+++ SELECTION +++
Because of the previous two trials in this case, as well as the multiple trials in the cases of the three others boys, the trial court and the attorneys in Ryan’s case were well aware that Peter Q.’s confession was inadmissible as direct evidence of guilt. However, the assistant district attorney and the defense attorney hotly contested the admissibility of the circumstances surrounding Peter Q.’s confession, that is, the actions of various officers in response to Peter Q.’s confession, as well as the statements Ryan made in response to Peter Q.’s confession. The lawyers’ arguments concerning admissibility of these sequelae of Peter Q.’s confession were the subject of extensive sidebars and court consideration throughout the trial. The People wanted to offer into evidence testimony concerning the officers’ and Ryan’s reactions to Peter Q.’s confession and accusation, and the defense wanted to prohibit such testimony on the grounds that it made obvious that Peter Q. confessed and accused Ryan, effectively circumventing the Confrontation Clause with hearsay testimony. Specifically, the People wanted to offer into evidence testimony of what Jensen and Reck did upon hearing Peter Q.’s confession — charge Ryan — and Ryan’s reactions and statements upon hearing Reck tell him that Peter Q. confessed and implicated Ryan. The defense fought against the admission of this testimony, arguing it constituted hearsay and contained an implicit accusation, thus violating the Confrontation Clause. Ultimately, the court allowed testimony that was designed to elicit the officers’ reactions to Peter Q.’s confession without actually allowing direct testimony that Peter Q. confessed. In essence, the court allowed testimony about various people’s reactions to an event without testimony as to what the event was. This appeal addresses whether the court’s rulings allowing this testimony violated the Confrontation Clause.
+++
● **WHAT THIS EXERCISE ASKS**
1. In the passage on Ryan's trial, what did Jensen and Reck do upon hearing Peter Q.'s confession?
2. Continue the passage on the Confrontation Clause dispute in Ryan's trial, starting after its final sentence.
The records have no connection to the passage on Ryan's trial.
+++ ITEMS +++
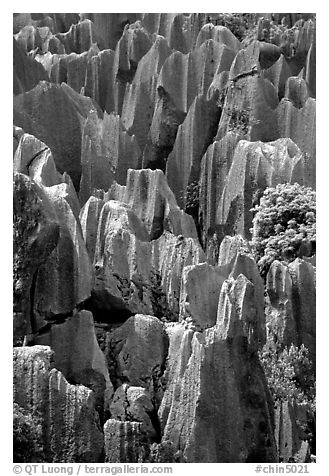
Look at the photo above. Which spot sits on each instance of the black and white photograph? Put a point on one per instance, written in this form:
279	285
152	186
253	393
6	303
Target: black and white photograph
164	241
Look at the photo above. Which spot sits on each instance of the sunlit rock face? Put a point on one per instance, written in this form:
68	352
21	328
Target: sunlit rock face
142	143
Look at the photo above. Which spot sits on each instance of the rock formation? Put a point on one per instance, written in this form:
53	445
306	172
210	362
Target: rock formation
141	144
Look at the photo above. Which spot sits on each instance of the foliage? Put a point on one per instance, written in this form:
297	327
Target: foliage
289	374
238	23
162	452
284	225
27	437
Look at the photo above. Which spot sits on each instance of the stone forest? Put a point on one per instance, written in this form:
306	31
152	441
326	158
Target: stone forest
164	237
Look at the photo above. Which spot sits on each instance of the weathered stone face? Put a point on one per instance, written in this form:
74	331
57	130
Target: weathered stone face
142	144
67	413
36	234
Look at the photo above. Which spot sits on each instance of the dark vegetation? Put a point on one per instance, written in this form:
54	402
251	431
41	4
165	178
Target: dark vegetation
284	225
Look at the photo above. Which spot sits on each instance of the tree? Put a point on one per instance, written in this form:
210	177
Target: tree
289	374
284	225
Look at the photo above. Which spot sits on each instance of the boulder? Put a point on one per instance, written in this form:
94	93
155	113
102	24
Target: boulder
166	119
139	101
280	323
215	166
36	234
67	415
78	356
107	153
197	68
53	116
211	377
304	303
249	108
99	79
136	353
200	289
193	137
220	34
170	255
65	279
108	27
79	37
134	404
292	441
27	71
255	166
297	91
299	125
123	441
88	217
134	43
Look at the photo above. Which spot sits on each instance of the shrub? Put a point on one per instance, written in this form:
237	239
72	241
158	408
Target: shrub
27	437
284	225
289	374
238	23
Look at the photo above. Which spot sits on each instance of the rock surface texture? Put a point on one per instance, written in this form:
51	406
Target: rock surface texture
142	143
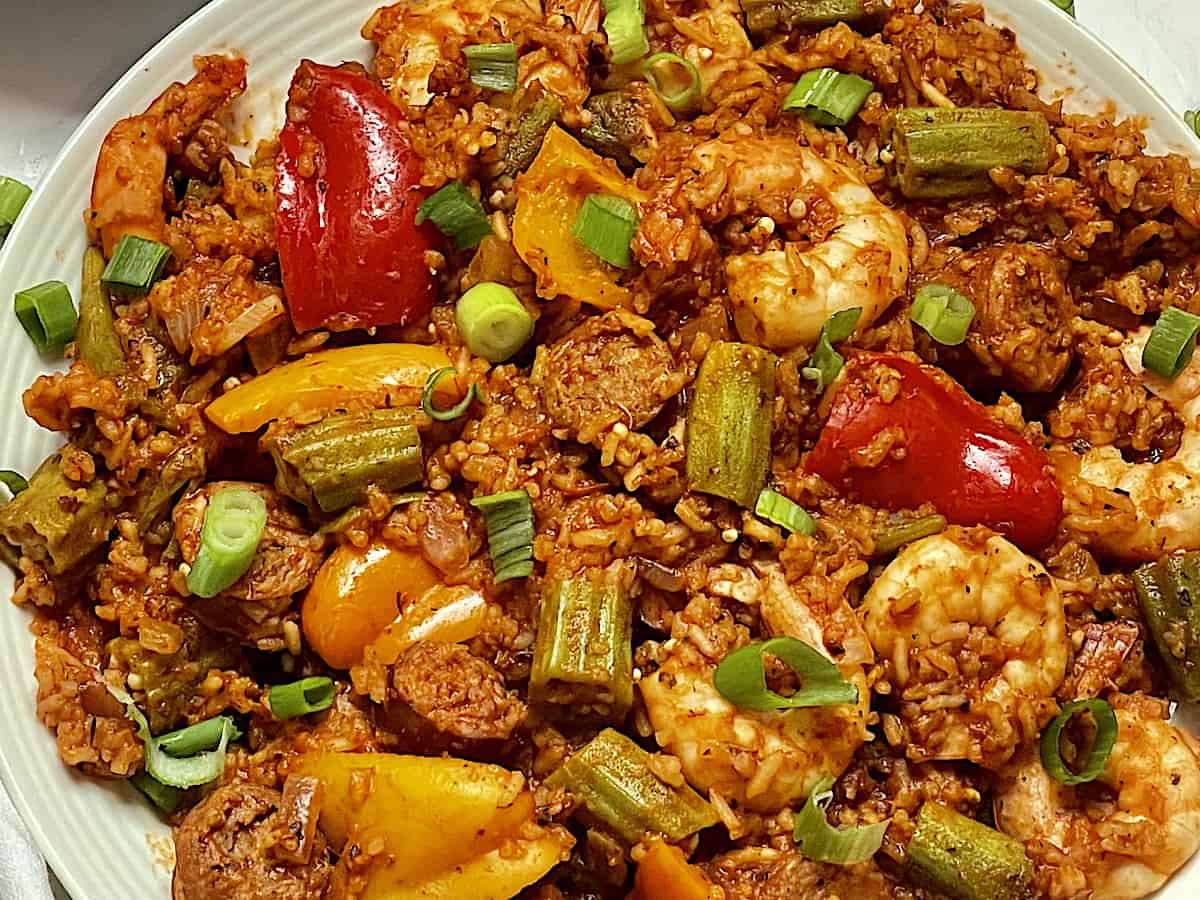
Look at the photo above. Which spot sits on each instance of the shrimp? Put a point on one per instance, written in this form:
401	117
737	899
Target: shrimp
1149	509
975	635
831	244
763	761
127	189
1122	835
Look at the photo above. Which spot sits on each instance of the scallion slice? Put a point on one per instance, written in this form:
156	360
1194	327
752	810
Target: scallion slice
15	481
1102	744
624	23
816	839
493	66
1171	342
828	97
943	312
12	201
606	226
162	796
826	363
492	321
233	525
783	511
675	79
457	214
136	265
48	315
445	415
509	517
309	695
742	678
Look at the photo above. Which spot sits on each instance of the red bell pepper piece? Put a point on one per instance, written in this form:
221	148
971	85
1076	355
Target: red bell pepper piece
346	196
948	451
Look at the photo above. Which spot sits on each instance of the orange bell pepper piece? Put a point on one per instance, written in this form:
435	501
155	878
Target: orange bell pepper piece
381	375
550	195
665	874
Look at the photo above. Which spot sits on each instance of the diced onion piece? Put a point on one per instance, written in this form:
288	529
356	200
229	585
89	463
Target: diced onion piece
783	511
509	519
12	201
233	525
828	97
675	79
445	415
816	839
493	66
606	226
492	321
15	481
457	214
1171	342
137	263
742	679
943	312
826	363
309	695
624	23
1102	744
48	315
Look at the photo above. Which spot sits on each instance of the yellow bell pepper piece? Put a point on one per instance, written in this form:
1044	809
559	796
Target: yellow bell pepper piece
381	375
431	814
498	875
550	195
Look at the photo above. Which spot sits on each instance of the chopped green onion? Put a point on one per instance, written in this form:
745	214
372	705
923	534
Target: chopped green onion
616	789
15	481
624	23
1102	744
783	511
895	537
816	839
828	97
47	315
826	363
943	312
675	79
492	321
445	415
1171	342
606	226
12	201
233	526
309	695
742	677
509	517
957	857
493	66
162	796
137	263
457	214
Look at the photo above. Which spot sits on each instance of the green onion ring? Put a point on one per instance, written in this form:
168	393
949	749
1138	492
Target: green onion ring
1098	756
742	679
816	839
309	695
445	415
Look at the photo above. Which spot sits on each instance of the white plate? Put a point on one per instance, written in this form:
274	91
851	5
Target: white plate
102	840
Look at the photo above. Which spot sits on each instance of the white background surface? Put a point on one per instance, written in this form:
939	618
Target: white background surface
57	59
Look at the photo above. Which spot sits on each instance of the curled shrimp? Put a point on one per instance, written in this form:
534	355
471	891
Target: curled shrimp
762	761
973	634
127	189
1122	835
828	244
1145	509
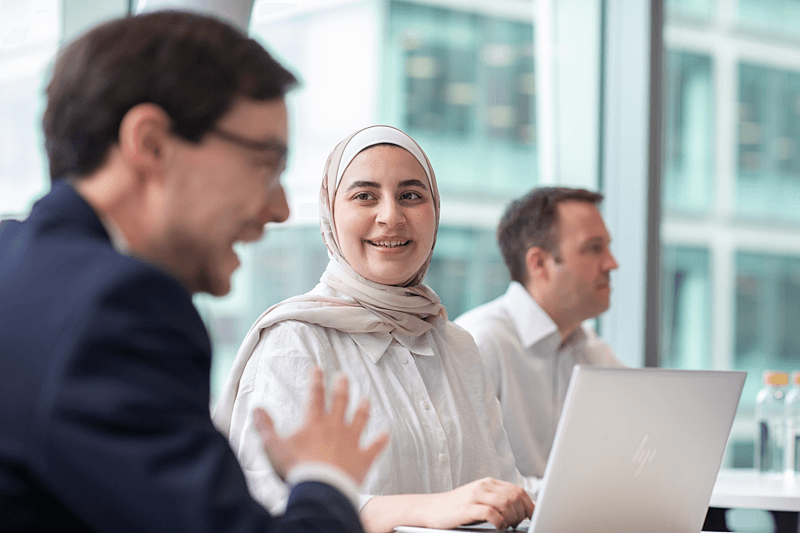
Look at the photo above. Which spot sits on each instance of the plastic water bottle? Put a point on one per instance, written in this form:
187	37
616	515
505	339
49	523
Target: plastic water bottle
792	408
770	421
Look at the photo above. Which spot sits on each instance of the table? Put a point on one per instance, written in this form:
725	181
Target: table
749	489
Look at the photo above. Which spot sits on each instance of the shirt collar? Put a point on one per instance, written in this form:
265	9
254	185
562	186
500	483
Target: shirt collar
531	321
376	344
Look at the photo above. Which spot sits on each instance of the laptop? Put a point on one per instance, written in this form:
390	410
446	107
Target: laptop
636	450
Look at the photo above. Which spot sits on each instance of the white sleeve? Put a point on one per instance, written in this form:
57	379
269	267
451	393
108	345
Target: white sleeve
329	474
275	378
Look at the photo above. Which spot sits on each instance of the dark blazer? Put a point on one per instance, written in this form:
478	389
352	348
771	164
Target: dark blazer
+++
+++ ITEMS +++
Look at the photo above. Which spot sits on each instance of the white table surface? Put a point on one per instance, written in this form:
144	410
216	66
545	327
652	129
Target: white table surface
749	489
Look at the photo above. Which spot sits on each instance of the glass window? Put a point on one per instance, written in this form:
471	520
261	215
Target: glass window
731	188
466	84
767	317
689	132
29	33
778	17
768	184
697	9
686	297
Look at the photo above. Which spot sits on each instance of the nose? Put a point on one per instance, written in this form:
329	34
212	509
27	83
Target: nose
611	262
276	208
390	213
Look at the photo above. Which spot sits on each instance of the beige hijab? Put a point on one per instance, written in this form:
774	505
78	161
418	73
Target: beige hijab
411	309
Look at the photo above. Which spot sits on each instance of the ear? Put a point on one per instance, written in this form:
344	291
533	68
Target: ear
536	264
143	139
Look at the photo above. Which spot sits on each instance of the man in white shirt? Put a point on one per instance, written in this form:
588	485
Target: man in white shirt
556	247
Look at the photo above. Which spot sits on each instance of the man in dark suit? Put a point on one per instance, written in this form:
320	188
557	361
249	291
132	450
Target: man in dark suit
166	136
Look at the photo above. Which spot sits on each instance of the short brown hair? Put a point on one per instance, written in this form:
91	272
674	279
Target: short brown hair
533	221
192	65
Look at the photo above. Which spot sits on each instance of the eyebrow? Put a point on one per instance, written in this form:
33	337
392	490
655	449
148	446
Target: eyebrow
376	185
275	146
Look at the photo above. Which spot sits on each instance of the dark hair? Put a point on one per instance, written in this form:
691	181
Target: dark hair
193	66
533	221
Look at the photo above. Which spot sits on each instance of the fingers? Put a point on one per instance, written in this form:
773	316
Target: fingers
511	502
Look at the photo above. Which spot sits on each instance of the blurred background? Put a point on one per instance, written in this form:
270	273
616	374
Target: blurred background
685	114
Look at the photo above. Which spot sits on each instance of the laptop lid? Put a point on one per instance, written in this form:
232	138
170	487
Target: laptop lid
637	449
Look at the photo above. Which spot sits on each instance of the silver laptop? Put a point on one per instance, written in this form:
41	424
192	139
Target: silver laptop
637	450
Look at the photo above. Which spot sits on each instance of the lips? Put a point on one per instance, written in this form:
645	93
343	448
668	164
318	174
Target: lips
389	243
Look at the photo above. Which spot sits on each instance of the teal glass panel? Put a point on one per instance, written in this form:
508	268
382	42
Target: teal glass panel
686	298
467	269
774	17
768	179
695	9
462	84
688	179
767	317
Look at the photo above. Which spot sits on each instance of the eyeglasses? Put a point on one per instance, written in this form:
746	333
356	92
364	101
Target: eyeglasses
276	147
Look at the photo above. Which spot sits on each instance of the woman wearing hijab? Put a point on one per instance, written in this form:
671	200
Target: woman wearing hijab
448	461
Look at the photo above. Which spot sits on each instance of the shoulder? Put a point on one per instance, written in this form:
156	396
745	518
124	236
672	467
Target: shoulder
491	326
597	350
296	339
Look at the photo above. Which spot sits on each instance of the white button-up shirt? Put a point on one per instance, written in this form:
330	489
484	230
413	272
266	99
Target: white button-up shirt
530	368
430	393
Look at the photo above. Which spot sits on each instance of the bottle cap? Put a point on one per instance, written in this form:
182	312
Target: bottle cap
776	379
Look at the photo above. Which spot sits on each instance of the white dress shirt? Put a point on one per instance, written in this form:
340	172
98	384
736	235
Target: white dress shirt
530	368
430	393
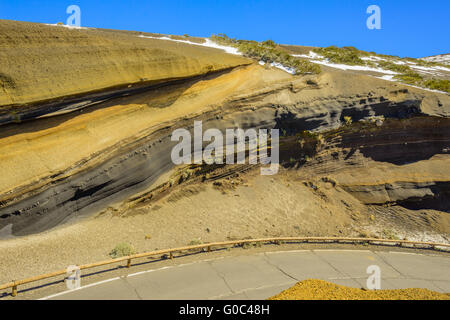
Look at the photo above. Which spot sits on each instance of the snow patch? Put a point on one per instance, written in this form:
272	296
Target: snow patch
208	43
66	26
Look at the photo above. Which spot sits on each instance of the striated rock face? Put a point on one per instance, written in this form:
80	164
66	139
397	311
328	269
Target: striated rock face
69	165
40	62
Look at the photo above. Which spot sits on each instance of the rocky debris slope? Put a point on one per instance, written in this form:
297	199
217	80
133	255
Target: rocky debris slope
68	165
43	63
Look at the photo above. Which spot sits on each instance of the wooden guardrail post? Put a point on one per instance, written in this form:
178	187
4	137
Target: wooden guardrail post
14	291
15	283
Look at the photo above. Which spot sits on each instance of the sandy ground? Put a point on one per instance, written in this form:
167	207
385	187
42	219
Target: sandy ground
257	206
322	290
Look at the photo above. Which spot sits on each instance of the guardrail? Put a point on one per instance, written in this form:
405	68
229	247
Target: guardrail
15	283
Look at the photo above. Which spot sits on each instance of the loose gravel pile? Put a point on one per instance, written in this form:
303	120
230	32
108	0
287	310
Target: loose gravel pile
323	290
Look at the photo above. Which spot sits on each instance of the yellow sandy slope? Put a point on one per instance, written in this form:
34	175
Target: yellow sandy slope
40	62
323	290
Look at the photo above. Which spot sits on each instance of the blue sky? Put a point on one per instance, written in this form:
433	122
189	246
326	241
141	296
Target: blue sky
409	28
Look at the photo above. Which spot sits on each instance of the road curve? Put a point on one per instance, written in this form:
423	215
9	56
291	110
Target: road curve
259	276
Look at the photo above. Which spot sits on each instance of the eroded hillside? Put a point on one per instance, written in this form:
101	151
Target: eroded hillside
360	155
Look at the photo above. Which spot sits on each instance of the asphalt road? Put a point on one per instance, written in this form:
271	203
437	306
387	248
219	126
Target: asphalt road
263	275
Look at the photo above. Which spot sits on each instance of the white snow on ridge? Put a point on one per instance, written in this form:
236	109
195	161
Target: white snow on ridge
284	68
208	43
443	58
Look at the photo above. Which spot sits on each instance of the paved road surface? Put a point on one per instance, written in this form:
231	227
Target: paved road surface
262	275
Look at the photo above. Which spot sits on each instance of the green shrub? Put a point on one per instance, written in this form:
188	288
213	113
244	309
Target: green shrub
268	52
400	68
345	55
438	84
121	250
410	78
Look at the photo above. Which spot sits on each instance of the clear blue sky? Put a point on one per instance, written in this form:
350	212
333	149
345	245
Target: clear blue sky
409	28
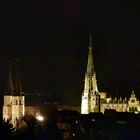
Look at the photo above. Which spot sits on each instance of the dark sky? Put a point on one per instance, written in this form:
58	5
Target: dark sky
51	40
+++
+++ ITEMS +++
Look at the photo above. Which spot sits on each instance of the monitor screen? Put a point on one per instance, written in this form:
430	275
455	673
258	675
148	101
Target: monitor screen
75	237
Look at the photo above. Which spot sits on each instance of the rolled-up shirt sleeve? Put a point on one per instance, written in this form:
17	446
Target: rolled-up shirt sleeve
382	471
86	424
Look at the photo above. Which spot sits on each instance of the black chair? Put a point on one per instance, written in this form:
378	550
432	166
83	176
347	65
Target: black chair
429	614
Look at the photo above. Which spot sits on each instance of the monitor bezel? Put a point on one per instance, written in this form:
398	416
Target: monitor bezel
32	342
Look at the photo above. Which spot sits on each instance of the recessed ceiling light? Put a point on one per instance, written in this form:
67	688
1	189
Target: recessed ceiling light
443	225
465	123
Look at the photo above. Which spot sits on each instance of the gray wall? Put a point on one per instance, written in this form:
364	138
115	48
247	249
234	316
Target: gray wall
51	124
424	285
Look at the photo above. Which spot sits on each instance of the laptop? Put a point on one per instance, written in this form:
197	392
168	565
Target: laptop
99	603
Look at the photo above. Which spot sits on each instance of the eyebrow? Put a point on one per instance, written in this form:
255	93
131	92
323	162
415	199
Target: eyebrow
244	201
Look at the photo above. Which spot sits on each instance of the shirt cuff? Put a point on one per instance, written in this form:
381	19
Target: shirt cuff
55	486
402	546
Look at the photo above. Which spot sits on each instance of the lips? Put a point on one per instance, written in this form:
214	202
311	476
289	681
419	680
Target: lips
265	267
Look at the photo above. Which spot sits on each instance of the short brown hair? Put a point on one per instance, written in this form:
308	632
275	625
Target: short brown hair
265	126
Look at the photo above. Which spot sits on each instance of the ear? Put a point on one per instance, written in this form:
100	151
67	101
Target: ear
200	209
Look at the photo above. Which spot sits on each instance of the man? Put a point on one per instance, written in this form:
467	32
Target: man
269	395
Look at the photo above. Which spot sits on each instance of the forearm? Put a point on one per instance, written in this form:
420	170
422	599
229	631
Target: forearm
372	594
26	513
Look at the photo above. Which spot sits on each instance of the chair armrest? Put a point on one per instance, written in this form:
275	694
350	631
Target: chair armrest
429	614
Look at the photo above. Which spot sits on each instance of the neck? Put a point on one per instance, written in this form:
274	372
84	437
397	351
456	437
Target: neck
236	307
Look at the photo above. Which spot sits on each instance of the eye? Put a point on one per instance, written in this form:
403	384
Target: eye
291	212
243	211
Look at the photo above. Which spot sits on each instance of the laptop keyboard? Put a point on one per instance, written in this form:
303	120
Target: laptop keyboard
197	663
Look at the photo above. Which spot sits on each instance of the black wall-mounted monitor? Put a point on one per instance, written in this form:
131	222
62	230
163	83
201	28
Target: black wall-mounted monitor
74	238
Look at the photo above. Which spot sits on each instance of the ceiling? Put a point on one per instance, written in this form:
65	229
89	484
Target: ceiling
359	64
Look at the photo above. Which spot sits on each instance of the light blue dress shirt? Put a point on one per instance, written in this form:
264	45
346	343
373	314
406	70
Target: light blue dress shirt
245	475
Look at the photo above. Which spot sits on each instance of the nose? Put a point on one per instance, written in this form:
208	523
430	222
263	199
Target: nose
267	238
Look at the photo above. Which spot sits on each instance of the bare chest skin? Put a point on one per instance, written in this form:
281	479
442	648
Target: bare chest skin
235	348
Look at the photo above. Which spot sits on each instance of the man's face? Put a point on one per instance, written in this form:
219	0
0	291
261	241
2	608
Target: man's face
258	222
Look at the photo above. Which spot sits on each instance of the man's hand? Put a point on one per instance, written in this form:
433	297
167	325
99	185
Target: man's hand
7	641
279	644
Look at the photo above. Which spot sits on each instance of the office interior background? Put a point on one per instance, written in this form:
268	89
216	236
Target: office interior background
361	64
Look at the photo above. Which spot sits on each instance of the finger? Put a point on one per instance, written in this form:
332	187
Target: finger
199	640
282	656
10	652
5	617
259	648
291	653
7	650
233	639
+++
● **OUTPUTS IN ORDER**
1. They charged Ryan.

2.
The Trial Testimony.
The trial testimony of Jensen and Reck established the following facts: on the afternoon of April 28, 1979, Palumbo questioned Peter Q.; simultaneously, Reck questioned Ryan; during the course of questioning Peter Q., Palumbo spoke with Jensen; as a result of speaking with Pa-lumbo, Jensen then directed Reck to advise Ryan of his rights as to the charge of murder; Reck advised Ryan of his rights; and as a result of Reek’s statements to Ryan, Ryan offered some inconsistent and potentially incriminating statements. Ryan argues that this testimony made clear the following facts: Peter Q. confessed to Palumbo; Peter Q.’s confession implicated Ryan; Palumbo told Jensen of Peter Q.’s confession; upon hearing Peter Q.’s confession, Jensen informed Reck of Peter Q.’s confession and told him to charge Ryan with murder and read him his rights; and when Reck read Ryan his rights and told him of Peter Q.’s confession, Ryan made some inconsistent and potentially incriminating statements in response. Ryan argues that the obvious and direct link of Palumbo-Jensen-Reck, to which Jensen and Reck testified, provided the indirect link between Peter Q.’s confession and the arrest of Ryan and contained an obvious accusation against Ryan. Based on the testimony, the jury, according to Ryan, had nothing to conclude except that Peter Q. implicated Ryan. Because Peter *241 Q. did not testify, Ryan could not confront his accuser.
Because the exact content of the trial testimony is crucial, we spend some time presenting the relevant testimony, as well as the manner in which the People elicited that testimony.
Sergeant Jensen’s Testimony.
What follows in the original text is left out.